> _EXERCISE BRIEF_
Reproduce every one of the records below line for line, without changing a single word or character.

---------------

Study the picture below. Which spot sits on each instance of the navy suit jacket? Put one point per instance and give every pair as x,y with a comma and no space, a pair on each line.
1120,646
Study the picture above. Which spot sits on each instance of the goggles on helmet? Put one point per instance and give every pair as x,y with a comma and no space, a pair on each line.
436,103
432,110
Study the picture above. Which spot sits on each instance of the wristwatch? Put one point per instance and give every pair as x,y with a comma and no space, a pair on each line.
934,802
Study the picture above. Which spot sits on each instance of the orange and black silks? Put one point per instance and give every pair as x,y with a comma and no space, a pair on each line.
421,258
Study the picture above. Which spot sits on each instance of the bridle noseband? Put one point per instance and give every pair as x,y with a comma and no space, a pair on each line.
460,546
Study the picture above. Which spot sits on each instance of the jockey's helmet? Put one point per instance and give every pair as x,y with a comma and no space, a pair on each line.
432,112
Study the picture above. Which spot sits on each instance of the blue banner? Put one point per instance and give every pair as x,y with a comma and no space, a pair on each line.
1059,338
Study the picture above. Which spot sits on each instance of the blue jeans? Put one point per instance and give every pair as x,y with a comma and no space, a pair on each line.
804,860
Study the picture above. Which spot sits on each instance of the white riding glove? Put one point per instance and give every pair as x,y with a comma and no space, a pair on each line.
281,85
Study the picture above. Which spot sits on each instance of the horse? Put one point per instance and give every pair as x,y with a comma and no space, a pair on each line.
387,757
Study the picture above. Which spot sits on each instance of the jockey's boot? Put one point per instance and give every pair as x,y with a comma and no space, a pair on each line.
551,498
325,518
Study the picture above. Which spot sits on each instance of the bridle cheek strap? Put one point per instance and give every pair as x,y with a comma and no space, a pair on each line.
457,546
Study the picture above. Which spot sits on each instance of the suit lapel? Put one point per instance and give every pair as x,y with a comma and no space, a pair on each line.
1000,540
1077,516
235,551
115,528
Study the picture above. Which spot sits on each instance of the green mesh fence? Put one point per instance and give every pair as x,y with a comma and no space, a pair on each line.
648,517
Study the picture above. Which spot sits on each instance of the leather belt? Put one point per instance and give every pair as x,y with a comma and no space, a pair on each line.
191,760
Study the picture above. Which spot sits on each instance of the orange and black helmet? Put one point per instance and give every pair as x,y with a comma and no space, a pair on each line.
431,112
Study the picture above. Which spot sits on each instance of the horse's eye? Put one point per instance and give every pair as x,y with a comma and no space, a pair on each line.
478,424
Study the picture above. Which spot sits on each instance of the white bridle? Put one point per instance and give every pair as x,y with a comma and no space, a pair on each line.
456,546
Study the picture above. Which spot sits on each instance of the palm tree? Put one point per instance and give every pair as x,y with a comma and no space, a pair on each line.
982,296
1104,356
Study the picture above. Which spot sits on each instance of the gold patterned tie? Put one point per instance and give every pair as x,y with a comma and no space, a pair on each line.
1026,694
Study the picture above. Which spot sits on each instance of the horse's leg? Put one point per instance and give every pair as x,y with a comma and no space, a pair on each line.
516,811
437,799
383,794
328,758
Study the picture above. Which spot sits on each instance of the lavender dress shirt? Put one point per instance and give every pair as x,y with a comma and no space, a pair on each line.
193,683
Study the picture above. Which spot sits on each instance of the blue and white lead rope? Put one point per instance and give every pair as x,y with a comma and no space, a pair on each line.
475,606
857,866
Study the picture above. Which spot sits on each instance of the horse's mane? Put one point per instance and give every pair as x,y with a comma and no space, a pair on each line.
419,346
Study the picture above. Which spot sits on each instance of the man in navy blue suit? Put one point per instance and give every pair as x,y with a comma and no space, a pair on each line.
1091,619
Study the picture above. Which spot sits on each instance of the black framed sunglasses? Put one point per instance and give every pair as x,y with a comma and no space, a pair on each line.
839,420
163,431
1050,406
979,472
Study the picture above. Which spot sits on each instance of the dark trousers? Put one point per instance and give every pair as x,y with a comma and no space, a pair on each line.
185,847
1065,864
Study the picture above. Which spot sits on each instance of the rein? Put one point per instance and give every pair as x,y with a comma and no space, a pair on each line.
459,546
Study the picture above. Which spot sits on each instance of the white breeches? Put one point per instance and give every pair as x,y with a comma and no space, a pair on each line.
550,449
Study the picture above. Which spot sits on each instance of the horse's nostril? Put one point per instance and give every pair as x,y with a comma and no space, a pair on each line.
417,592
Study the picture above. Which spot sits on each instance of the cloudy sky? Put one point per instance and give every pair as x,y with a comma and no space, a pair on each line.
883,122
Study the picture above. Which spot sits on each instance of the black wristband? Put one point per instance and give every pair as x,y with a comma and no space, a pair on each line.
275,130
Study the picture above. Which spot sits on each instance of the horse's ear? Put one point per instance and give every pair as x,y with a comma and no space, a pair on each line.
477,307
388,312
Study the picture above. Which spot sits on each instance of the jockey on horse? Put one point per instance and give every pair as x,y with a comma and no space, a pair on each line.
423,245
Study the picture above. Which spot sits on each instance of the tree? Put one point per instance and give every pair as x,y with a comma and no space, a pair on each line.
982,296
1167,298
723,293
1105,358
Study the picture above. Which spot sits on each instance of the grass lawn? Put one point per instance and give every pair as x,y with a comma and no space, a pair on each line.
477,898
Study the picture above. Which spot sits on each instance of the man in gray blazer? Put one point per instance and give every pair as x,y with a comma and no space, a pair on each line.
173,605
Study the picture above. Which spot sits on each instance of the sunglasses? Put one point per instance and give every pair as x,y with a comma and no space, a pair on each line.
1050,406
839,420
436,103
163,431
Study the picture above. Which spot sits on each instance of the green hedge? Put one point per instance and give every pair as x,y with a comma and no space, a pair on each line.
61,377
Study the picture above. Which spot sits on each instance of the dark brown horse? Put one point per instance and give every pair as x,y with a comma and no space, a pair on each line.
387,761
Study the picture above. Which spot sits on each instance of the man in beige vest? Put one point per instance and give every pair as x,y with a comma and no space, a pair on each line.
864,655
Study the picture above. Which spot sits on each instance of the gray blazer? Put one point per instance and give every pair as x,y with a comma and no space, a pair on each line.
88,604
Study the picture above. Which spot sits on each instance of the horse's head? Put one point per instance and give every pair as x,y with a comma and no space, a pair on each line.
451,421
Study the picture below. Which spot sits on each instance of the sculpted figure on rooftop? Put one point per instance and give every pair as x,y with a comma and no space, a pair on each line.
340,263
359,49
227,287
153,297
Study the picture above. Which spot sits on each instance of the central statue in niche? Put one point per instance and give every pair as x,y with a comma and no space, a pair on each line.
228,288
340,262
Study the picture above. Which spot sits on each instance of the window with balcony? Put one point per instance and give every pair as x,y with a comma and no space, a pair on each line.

---------------

> _COMPLETED EXERCISE_
Study the picture below. Which spot sits on each instance of the navy suit jacket? Put one point per instance and give every pair as x,y with a comma and no space, a pair on each line.
1120,646
Study the picture above. Which spot sits on each instance of the goggles on helmet? Put one point per instance and give every pair as x,y with a comma and no space, a pair on each line.
436,103
432,110
Study the picture above. Which spot sits on each instance of the wristwatch? Put one point per instance and give every pair as x,y with a comma and no space, a pair on each line.
934,802
Study the picture above. Which spot sits on each instance of the orange and black silks? Put one point per instance and give every pair as x,y with a comma and no space, a pair on each line.
421,258
Study the picture above. Which spot sits on each instance of the bridle noseband? Put one point per instance and give every pair as x,y with a comma and no space, a pair on each line.
460,546
Study the picture above. Which spot sits on each instance of the jockey's helmet? Put one point per instance and give every pair as x,y with a comma and no space, a pair on each line.
432,112
Study the picture above. Which spot sits on each instance of the blue banner? Put one point per instance and give every pair as x,y with a comma and no space, a pair on each line.
1059,338
Study the picture above. Which spot sits on each instance of the blue jeans? Put one point per instance and give every pair as x,y with a comma and no space, a pair on each line.
804,860
Study the picture above. Which spot sits on each instance of the white riding glove? Put one point per instance and give every pair as x,y with a comma and no space, a pair on each line.
281,85
Study the picture above. Which spot sits on each instance of the horse? Put one point per instance and give every pair as x,y with a comma and no space, a pair on each line.
387,757
Study the picture above. Which spot sits on each instance of the jockey's boot? Put one point per instance and give every pair as x,y with a comma and no space, a pair on each line.
551,498
325,518
Study the picture above. Which spot sits on each instance of the bridle cheek strap? Put one point per instance and give every pair as x,y with a comma and no space, a pair on each line.
457,546
Study the picture above. Which spot sits on each instance of the suit lapel? Put one point per instance and give every pair as x,y with a comma and no space, a pair on each line.
1000,540
1077,516
235,551
115,528
Study the picture above. Which spot sits on each instance of the green mesh fence? Put one point per instance and give every pair as x,y with a comma and no space, a pair on each line.
648,517
Study the picture above. Which spot sits on each instance of the leather belt? Put one point per instance and give every pair as x,y with a comma and no space, a pair on each line.
191,760
Study the picture above. Which spot sits on each instance of the orange and black helmet? Put one point per instance and give every pair as x,y with a comma and no space, a pair on each line.
431,112
Study the picture above. Which spot sits on each instance of the horse's eye? Put one point per instance and give every pair as x,y with a comma and no space, a pair on each line.
478,424
Study the picture above. Which spot sits on each instance of the white bridle? Put one point per instance and give every pair as x,y with a comma and no space, a pair on each line.
456,546
Study the picture above. Which spot sits on each instance of the palm tree? Put one point per instance and give every pair as x,y with a comma and no space, a pair on each line.
982,296
1104,356
Study the picture above. Which spot sits on each instance of the gold patterned tie? Put one point per instance and give every pair as x,y with a comma and no space, a pair on each line.
1026,694
Study the picture above. Which spot sits on each instance of the horse's leg? Put one point per instance and give every pair as x,y with a comma and no space, a pair on each line.
516,811
437,799
383,794
328,758
Study the picture above. Which spot sits on each instance of the lavender dress shirt? Put one point per instance and give every pair as x,y with a comma and no space, a pair on each line.
193,683
Study the picture above. Which spot sits on each instance of the blue and white lead rope? Put one point per instance and give every pair as x,y with a comma and no space, a pair on each line.
475,606
857,866
Study the picture above. Which spot sits on each instance of the horse's mane? Put one point per instance and give every pair as x,y with a comma and no space, a pair on each line.
419,346
Study the picture above. Which spot sits on each instance of the man in navy blue suit? Put one point per instance and give every pair as x,y with a comma and no space, a pair on each line.
1091,619
Study the picture above. Which spot sits on each instance of the black framed sunglasses? Put one point per instance and give every pair as x,y with a comma and no space, a pair on each line.
839,420
163,431
1050,406
979,472
Study the picture above. Which spot sits on each instance of the dark trousers? Put one point per instance and give every pair as x,y with a comma and no space, a pair on each line.
185,847
1065,864
Study the picture above. Which spot sits on each instance of the rein? Put one point per instance and give every pair as x,y with a comma and no space, a pair on each line.
459,546
Study the picture above. Which spot sits on each instance of the white breeches? Put one point per instance and give every pair as x,y with a comma and no space, a pair on each line.
550,449
Study the picture above. Which spot sits on each instance of the horse's nostril? Put one point per instance and give every pair as x,y with a comma and no space, a pair on each line.
417,592
Study the picture above. Which spot sits on each instance of the cloudy sky? Put one point per instance and give every pair as x,y with a comma and no space, a pair on each line.
883,122
Study the picture above. Which spot sits on each instance of the black wristband? Put one point per instance and give every pair as x,y with a comma and no space, a pair on each line.
275,130
Study the picture above. Which spot sits on each instance of the horse's ear? Put one point per instance and give every pair as x,y with a comma and no space, a pair on each line.
477,307
388,312
Study the picture above. Which spot sits on each instance of the jockey on horse? Put one point per instance and give every pair as x,y with a comma and no space, a pair on each line.
423,245
Study the picture above. Which spot sits on each instance of the tree? Put one point per instance and give every pair as x,y with a comma and no space, a pair on each line.
982,296
1167,298
723,293
1105,358
Study the picture above. Which spot sits on each instance of the grass lawn? Put one point per instance and give every pair as x,y with a comma and no space, a pair on each line.
477,898
Study the picture above. Which spot sits on each instance of the man in gray blazer? Put one point per instance and give every pair as x,y with a comma and no space, a pair on each line.
173,605
Study the picture above. Which spot sits on each instance of the sunglasses? Put one point per instance and give every pair as x,y with a comma and no space, a pair on each line.
1050,406
839,420
436,103
163,431
Study the picture above. Which spot sits on each instance of the green hedge? Put one point per instance and give every pair as x,y with a comma and no space, a pair on each line.
61,377
Study the picture above. Which spot sits on each instance of the dark brown horse? Put one point per instance and give every pair as x,y with a comma and no space, a pair on each line.
387,761
Study the picture above. Which spot sits on each instance of the man in beige vest? Put one point per instance and give every pair as x,y with a comma and no space, a pair on each line.
864,655
Study the picture above. Which spot sits on each instance of the gray blazer? Put one point per instance and give every pair as x,y with a comma and no space, a pair on each line.
88,604
Study the picture above. Which spot sits on each instance of the horse's head? Put one point per instance and give every pair as x,y with a comma and no space, a pair on each line.
451,421
Study the picture below. Which spot sits on each instance of the sculpted figure on rooftop? Put one point per instance and give every pair as x,y with a comma and no space, a pair on each line.
340,263
359,49
227,287
153,297
Study the picture above. Which spot sits on each instance of the central statue in niche? Put one point per instance and give every pair as x,y with a comma and no space, a pair on each line.
228,288
340,262
Study the picture above. Which spot sits on each instance of the window with balcony? Put one point per instance and give every pair as x,y with a comma and no space, a pair on each line.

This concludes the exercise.